### WHAT IS BEING ASKED:
Rewrite only the stretch from the line containing "Return one point per instance of the opposing" through the line containing "x=434 y=462", putting "defending player's arm" in place of "opposing player's arm" and leaving everything else unchanged.

Coordinate annotation records
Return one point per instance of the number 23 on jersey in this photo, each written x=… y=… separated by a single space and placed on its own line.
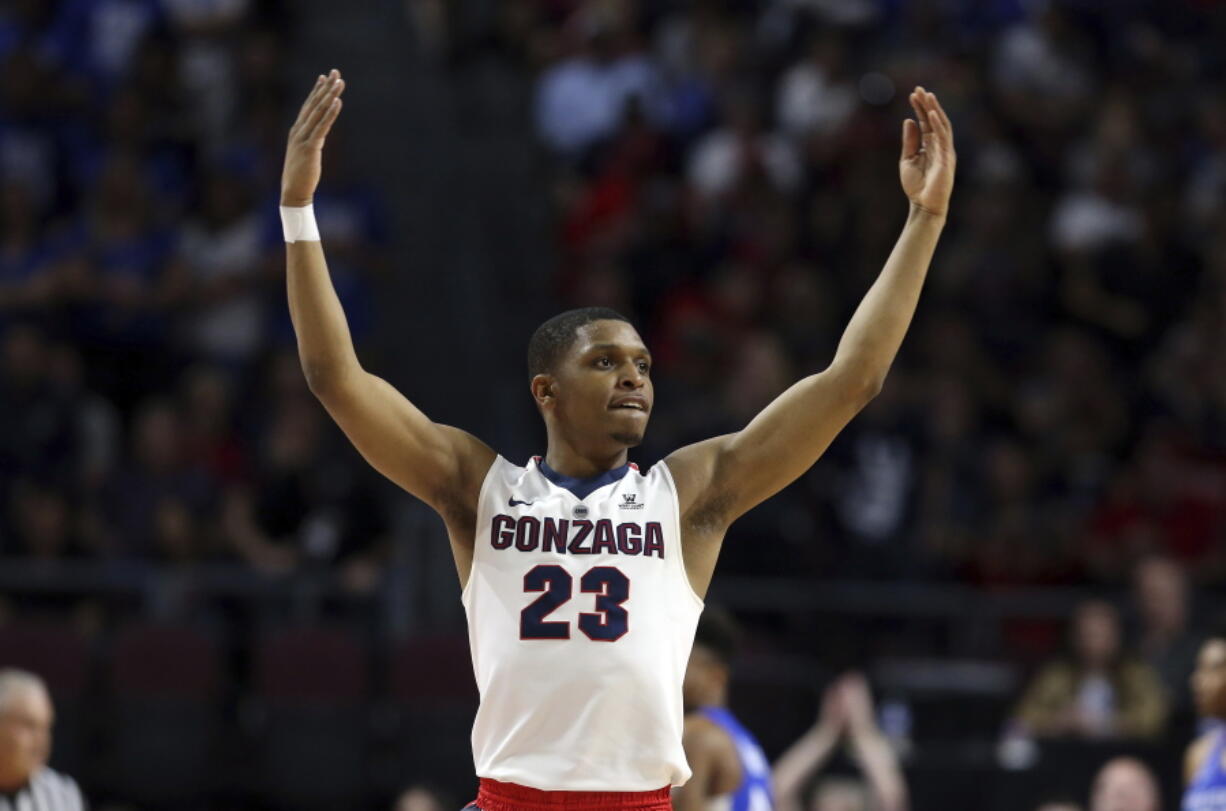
x=608 y=622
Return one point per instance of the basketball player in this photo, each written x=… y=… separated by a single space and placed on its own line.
x=1205 y=762
x=730 y=769
x=581 y=576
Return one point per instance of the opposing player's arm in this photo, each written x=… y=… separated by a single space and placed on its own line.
x=722 y=478
x=708 y=750
x=434 y=462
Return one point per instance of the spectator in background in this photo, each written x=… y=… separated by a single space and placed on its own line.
x=221 y=248
x=581 y=98
x=1096 y=691
x=846 y=712
x=1126 y=784
x=26 y=717
x=1166 y=638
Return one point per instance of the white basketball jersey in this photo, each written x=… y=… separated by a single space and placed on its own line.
x=580 y=620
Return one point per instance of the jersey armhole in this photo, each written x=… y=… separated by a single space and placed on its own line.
x=476 y=539
x=677 y=533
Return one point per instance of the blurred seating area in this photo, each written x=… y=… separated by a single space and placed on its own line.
x=726 y=173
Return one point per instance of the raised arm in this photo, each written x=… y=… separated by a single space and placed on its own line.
x=440 y=464
x=720 y=479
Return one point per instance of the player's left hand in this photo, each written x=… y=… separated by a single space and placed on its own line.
x=927 y=164
x=304 y=150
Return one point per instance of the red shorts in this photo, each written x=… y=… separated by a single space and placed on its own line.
x=494 y=795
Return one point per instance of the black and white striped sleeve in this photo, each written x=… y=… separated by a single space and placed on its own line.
x=49 y=790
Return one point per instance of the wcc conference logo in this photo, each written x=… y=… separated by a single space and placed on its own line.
x=630 y=501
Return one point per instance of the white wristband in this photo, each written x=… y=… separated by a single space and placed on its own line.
x=298 y=224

### ANSWER BELOW:
Return one point per instance of the defending player's arm in this photo, each written x=… y=… separated by a single space and placed on its own line.
x=722 y=478
x=708 y=750
x=434 y=462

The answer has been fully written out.